=== TEXT SECTION ===

This is the right way to approach the issue. Here is my suggestion about measurement. A little-noticed message from last year’s report of the UN Intergovernmental Panel on Climate Change (IPCC), echoing Report 1.1 from the United States Climate Change Science Program (CCSP) in April 2006, is that if greenhouse gases are driving climate change, there will be a specific pattern to it. The warming will be at a maximum in the tropical troposphere, which is the region of the atmosphere from one kilometer up to about 16 km above the surface, between thirty degrees North and South of the equator. Model “back-casts,” or simulations of the 20th century evolution of the atmosphere, indicate that this warming pattern should be running at about double the surface warming rate, it only arises from greenhouse gases, and it ought to be observable already (I am referring here to Figure 9.1 of Volume 1 of the IPCC Report, and Figure 1.3 of the CCSP report.) Model projections of 21st century greenhouse warming all show that it will reach a maximum in the tropical troposphere, and that the effect occurs rapidly in response to greenhouse gas accumulation (IPCC Volume 1 Figure 10.7, discussed on pages 763—764).
Since the tropics accounts for half the world’s atmosphere, and since the model consensus points to a rapid response to greenhouse gases in the tropical troposphere, and furthermore that this is where the maximum greenhouse warming is expected, the data for this region seems to me to be a good candidate for measuring an upper bound on human-induced global warming. There are two teams (one at the University of Alabama-Huntsville and one at Remote Sensing Systems in California) that use weather satellite data to produce measures of the average temperature for the tropical troposphere. Both teams report a small upward trend for this region (0.18 degrees C per decade) since 1979, just below the low end of the forecast range in the recent IPCC report.
To my mind, this trend is not indicative of a crisis. Indeed, the CCSP report drew attention to the tropical data, pointing out that “the models that show best agreement with the observations are those that have the lowest (and probably unrealistic) amounts of warming” (p. 11). Leaving aside the bracketed gloss—though it is interesting to ask how models showing the best fit to the data but the least fit to modelers’ prior beliefs are deemed unrealistic—I take this to mean that the current data does not validate the mid-range or upper-range of the warming projections, and at the moment our attention should be on the low end of the forecast range.

=== GIVEN INFORMATION ===

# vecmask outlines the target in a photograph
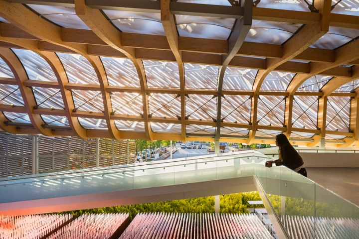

===

_REQUIRED TASK A:_
In the passage on greenhouse warming, what trend do both satellite teams report for the tropical troposphere since 1979?
_REQUIRED TASK B:_
Using the passage on greenhouse warming, explain why the writer regards tropical troposphere data as a good way to measure an upper bound on human-induced warming.
_REQUIRED TASK C:_
Write out the part of the passage on greenhouse warming starting with "To my mind, this" and going on through "the forecast range.".
You won't need the material to do this work.

_REPLY A:_
Both report a small upward trend of 0.18 degrees C per decade.

_REPLY B:_
The tropics account for half the world's atmosphere. The model consensus points to a rapid response to greenhouse gases in the tropical troposphere, and that is where the maximum greenhouse warming is expected.

_REPLY C:_
To my mind, this trend is not indicative of a crisis. Indeed, the CCSP report drew attention to the tropical data, pointing out that “the models that show best agreement with the observations are those that have the lowest (and probably unrealistic) amounts of warming” (p. 11). Leaving aside the bracketed gloss—though it is interesting to ask how models showing the best fit to the data but the least fit to modelers’ prior beliefs are deemed unrealistic—I take this to mean that the current data does not validate the mid-range or upper-range of the warming projections, and at the moment our attention should be on the low end of the forecast range.